Records contained in a dataset
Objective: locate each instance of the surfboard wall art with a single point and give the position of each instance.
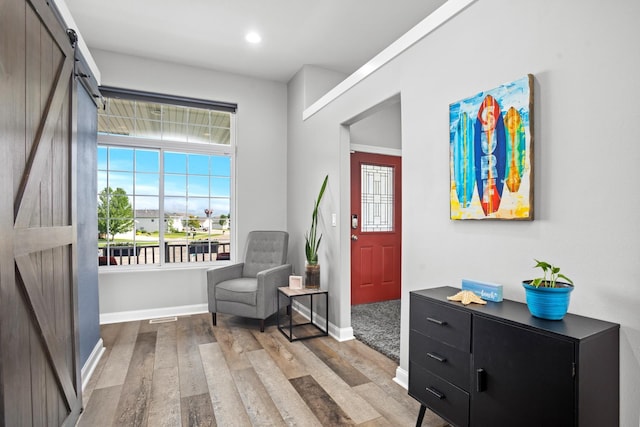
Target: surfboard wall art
(491, 153)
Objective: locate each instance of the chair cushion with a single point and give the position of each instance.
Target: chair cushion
(265, 249)
(243, 290)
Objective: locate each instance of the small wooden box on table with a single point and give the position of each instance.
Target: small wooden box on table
(288, 329)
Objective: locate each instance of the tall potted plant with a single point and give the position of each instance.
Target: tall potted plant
(547, 297)
(312, 243)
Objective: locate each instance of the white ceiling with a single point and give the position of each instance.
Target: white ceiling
(340, 35)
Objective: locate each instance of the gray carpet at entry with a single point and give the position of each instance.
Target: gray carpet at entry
(378, 325)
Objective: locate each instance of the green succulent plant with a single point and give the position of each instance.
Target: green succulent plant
(312, 240)
(550, 277)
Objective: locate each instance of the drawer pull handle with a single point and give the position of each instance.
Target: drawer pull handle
(437, 357)
(436, 321)
(435, 392)
(481, 380)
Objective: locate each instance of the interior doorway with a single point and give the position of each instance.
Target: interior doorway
(375, 228)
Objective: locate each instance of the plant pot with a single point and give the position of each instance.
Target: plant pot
(548, 303)
(312, 276)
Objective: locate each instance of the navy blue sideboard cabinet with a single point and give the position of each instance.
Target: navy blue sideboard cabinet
(496, 365)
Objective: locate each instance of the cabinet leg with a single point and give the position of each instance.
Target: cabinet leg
(421, 415)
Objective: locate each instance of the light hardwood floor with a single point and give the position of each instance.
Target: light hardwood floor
(190, 373)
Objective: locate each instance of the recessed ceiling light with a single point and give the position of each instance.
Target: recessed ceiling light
(253, 37)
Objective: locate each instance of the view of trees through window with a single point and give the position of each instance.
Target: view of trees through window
(161, 201)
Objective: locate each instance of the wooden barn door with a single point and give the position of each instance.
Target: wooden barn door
(40, 375)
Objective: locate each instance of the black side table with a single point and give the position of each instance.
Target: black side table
(291, 295)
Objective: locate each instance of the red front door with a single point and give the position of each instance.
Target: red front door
(375, 227)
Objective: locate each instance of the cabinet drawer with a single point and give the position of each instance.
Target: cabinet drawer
(443, 360)
(440, 396)
(442, 323)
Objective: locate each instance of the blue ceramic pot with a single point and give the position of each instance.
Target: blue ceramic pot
(548, 303)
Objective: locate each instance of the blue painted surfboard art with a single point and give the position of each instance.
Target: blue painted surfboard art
(515, 149)
(489, 154)
(463, 166)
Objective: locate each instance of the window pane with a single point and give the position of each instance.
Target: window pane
(147, 183)
(377, 198)
(221, 187)
(102, 180)
(220, 166)
(190, 222)
(121, 159)
(175, 185)
(123, 180)
(147, 206)
(175, 162)
(175, 206)
(198, 186)
(197, 205)
(198, 164)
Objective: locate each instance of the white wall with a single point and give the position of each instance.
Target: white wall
(586, 160)
(261, 175)
(380, 129)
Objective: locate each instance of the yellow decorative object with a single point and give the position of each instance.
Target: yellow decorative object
(467, 297)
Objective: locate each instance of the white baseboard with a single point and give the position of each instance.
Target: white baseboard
(129, 316)
(402, 377)
(91, 363)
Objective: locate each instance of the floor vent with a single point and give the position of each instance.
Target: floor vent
(163, 320)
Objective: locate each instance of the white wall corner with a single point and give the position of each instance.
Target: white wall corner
(441, 15)
(90, 365)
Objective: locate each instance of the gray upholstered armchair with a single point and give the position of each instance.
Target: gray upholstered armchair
(249, 289)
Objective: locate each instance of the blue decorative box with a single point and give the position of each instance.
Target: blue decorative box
(486, 291)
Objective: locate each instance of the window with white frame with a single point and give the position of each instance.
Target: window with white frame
(165, 180)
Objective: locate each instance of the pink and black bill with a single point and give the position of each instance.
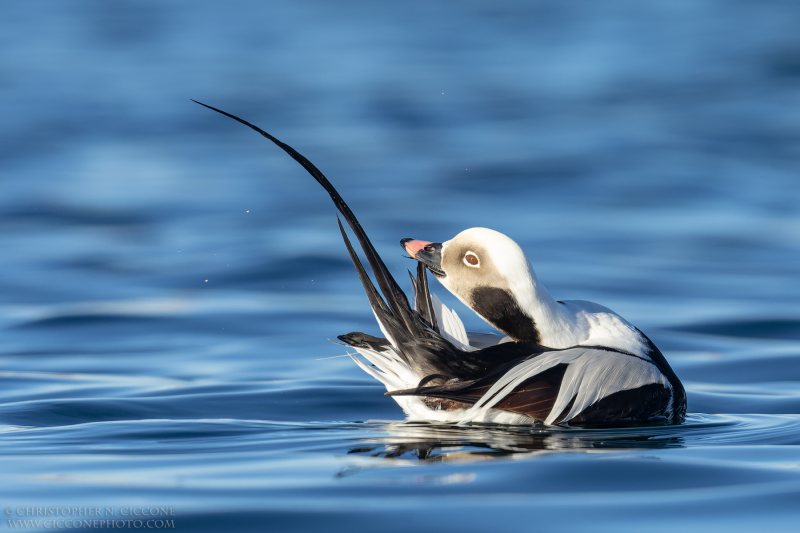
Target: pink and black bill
(427, 253)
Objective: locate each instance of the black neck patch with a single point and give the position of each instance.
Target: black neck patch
(500, 309)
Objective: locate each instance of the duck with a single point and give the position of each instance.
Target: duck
(566, 363)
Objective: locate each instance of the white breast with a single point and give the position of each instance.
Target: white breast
(582, 323)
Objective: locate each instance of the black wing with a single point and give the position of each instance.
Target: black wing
(414, 334)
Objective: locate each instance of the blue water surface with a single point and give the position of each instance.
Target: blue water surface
(169, 278)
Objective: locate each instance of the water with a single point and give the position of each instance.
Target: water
(170, 278)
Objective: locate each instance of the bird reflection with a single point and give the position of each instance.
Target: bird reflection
(426, 442)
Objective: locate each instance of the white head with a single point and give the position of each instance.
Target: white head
(490, 273)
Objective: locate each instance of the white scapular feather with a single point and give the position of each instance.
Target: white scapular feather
(591, 375)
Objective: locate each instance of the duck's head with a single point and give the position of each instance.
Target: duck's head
(489, 273)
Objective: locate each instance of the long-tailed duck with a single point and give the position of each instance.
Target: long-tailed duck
(571, 362)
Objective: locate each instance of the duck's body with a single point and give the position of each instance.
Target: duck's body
(570, 362)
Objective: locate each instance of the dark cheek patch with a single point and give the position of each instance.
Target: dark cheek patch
(501, 310)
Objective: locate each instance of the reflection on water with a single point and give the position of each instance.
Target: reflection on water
(428, 442)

WHAT IS REQUIRED> Print, without alteration, only the lines above between the one holding "Objective: locate each instance of the view" and the one holding "Objective: locate each instance of the wooden", inclusive.

RESULT OF THIS TASK>
Objective: locate each instance of the view of trees through window with a single point and give the position of each instance.
Target: view of trees through window
(161, 201)
Objective: locate each instance of the wooden barn door with a single point and give the position of each instance.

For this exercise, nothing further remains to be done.